▸ Directive: Repeat the listing in full, preserving every character.

▸ Extracted information:
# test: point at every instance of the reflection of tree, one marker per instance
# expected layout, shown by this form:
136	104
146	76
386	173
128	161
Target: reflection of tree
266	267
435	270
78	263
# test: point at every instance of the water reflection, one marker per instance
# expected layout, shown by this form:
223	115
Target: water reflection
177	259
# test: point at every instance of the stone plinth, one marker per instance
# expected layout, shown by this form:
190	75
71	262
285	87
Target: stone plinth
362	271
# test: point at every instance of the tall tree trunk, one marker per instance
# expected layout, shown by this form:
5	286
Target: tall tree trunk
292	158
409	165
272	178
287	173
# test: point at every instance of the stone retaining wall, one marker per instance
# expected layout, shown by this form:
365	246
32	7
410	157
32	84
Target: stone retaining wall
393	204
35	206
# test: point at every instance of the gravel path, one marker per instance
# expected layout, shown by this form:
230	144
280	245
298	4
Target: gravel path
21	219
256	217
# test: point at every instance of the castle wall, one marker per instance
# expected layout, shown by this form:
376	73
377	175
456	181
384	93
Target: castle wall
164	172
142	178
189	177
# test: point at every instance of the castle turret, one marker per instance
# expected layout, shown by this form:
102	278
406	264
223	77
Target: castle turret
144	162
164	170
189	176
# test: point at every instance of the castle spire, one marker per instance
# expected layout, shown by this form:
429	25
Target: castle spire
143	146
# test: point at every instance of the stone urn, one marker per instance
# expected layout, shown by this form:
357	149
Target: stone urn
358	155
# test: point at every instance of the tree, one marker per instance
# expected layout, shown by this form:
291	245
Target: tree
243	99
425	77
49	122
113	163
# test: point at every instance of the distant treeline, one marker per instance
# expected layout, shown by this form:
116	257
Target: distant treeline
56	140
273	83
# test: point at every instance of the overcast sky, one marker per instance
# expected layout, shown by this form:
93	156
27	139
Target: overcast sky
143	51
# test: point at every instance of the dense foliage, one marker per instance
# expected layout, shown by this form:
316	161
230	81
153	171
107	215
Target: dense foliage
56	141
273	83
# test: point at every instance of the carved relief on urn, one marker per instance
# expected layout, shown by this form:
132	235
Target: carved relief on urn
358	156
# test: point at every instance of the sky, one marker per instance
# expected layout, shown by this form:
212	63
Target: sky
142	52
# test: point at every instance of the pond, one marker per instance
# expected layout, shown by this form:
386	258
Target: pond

▸ Solved exercise:
# test: point at every instance of the reflection of tree, one marker per instance
# expected layout, shown by this form:
136	104
146	76
386	173
128	161
Target: reflection of tree
266	267
435	270
78	263
# test: point at every instance of the water reflection, one marker per instance
# expected layout, shown by this form:
223	115
Target: water reflection
177	259
# test: point at every instance of the stone plinth, one marker per instance
# expected layout, shown by this form:
190	75
71	262
285	87
Target: stone plinth
362	271
# test: point at every instance of the tall tree trunk, one marker per instance
# expected layout, shown by this form:
5	286
Target: tall tree trunk
292	158
409	165
272	178
287	173
# test: point at every instance of the stone retaining wall, one marker per instance
# expected layout, shown by this form:
365	246
32	7
410	157
32	84
Target: stone retaining wall
393	204
35	206
# test: point at every instance of the gravel path, one marker per instance
# expected layout, shown by this form:
230	144
280	245
298	4
Target: gravel path
21	219
256	217
# test: point at every instance of the castle wall, one marker per instance
# expected layout, shown by this form:
376	73
377	175
456	181
384	93
Target: castle wall
164	172
142	178
189	177
# test: point at every instance of the castle turret, one marker per instance
# expected layout, shown by this form:
102	278
406	264
223	77
Target: castle turret
144	162
164	170
189	176
# test: point at every instance of the castle spire, one marker per instance
# expected layout, shown by this form:
429	25
Target: castle spire
143	146
# test: point at every instance of the stone urn, one marker per instance
# expected layout, shown by this form:
357	149
Target: stone urn
358	155
# test: point at every instance of the tree, one marker per instance
# expected layout, shown by this form:
291	245
Target: tree
243	99
425	77
49	122
113	163
# test: point at every instance of the distant treeline, one marker per instance
# expected layout, shown by this form:
116	257
Target: distant treeline
56	140
273	83
# test: point at every instance of the overcast sky, one marker per instance
# expected layout, shown by this form:
93	156
27	139
Target: overcast sky
143	51
# test: point at every instance of the dense foliage, one marker per instance
# expected layout, shown by this form:
316	161
230	81
153	171
107	215
Target: dense foliage
56	141
273	83
# test: point at every instance of the carved relief on urn, one marker per instance
# expected layout, shown by this form:
132	235
Target: carved relief on urn
358	156
# test: point at every instance of the sky, one marker per instance
# expected layout, shown by this form:
212	63
Target: sky
142	52
# test: point at every instance of the pond, one marker per instance
# expected layout, shown by this form:
386	258
Target: pond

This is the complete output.